[DATA EXTRACTS — start]
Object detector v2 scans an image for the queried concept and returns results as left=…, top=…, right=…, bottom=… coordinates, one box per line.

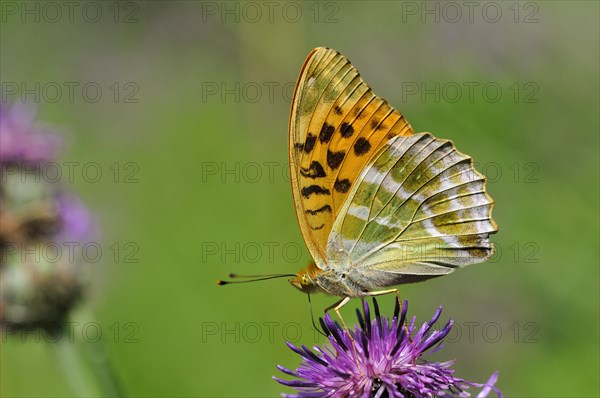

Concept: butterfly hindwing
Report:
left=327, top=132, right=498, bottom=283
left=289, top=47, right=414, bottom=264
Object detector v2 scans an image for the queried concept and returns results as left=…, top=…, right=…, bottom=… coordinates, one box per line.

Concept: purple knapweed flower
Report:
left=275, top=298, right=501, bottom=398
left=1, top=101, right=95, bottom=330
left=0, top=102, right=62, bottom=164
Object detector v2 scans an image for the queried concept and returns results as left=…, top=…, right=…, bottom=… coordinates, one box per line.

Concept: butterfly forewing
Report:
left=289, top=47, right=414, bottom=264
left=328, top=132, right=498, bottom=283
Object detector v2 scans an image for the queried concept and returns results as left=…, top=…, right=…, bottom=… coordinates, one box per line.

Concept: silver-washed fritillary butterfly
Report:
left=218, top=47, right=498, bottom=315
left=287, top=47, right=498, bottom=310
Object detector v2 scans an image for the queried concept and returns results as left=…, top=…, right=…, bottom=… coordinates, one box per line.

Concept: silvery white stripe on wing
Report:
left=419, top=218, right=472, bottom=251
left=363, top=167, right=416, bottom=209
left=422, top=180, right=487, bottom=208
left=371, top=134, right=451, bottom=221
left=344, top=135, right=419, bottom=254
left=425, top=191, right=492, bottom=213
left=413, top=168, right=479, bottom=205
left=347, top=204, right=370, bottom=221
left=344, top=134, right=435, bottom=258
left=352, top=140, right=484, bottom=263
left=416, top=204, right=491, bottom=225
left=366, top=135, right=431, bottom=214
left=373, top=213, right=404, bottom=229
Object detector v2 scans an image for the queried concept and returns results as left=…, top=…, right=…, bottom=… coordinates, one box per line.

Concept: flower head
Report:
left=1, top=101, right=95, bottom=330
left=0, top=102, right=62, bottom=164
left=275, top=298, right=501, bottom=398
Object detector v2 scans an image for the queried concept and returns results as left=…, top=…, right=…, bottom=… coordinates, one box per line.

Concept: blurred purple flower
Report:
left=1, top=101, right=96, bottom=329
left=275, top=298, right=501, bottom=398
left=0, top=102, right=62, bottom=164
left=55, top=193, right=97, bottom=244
[DATA EXTRACTS — finish]
[DATA EXTRACTS — start]
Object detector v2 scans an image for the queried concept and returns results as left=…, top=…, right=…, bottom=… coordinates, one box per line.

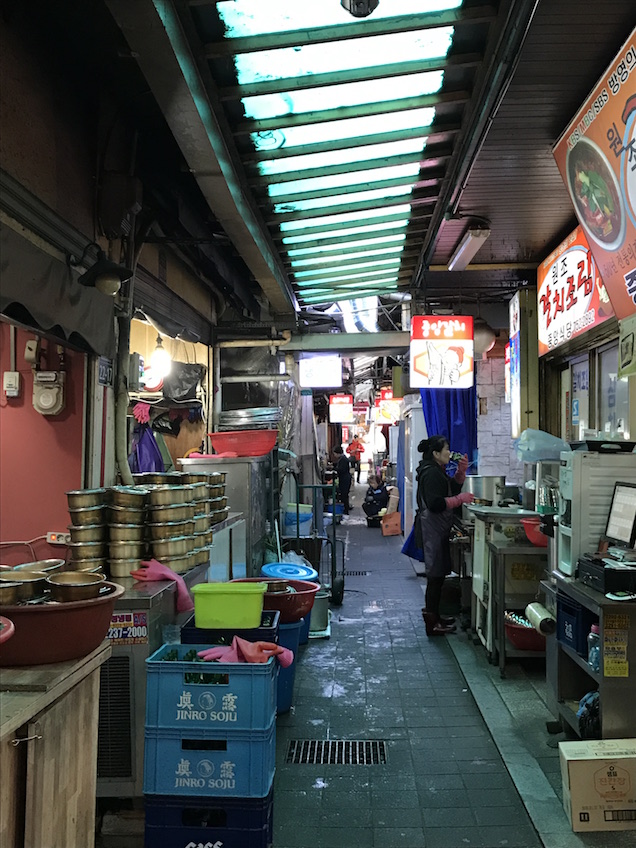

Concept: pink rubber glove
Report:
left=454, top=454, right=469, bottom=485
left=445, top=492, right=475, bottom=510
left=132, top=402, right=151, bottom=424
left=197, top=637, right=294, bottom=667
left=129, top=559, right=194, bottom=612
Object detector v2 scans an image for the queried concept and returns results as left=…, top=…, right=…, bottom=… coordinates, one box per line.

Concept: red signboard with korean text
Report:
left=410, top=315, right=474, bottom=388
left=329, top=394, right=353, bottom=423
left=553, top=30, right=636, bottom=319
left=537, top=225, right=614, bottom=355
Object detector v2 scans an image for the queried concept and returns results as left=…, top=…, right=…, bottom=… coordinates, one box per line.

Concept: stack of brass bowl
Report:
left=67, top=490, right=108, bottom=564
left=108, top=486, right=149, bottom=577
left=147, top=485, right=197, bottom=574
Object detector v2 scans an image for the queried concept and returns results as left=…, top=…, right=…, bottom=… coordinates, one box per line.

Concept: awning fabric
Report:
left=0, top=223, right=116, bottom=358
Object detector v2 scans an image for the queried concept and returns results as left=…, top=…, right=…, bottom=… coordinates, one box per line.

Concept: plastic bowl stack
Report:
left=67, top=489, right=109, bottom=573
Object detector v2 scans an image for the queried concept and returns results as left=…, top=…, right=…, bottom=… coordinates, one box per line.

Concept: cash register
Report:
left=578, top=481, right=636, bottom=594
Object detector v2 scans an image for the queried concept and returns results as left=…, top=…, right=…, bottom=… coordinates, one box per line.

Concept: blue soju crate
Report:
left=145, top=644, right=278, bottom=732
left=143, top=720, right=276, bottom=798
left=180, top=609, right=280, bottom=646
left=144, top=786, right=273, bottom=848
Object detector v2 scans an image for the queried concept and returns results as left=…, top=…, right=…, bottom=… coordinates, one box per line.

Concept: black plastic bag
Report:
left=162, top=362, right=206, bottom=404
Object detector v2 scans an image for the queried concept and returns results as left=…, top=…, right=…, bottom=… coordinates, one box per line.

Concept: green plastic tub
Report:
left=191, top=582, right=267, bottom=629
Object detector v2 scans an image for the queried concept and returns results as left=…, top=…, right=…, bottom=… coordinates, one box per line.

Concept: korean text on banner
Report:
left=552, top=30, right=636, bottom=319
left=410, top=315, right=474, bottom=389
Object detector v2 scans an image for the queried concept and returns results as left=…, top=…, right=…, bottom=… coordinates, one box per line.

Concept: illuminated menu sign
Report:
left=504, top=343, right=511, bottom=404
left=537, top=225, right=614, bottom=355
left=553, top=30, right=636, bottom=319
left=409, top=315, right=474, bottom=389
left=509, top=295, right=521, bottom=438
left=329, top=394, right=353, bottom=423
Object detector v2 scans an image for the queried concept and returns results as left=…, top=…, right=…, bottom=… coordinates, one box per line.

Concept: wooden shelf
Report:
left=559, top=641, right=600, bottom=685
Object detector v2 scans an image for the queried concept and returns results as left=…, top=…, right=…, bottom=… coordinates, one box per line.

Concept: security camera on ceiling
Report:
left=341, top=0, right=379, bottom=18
[DATA EXTRACTS — finish]
* TASK DIRECTIONS:
Write only the number of lines in the listing that hold the word "butterfly".

* ANSWER TO THIS PROBLEM:
3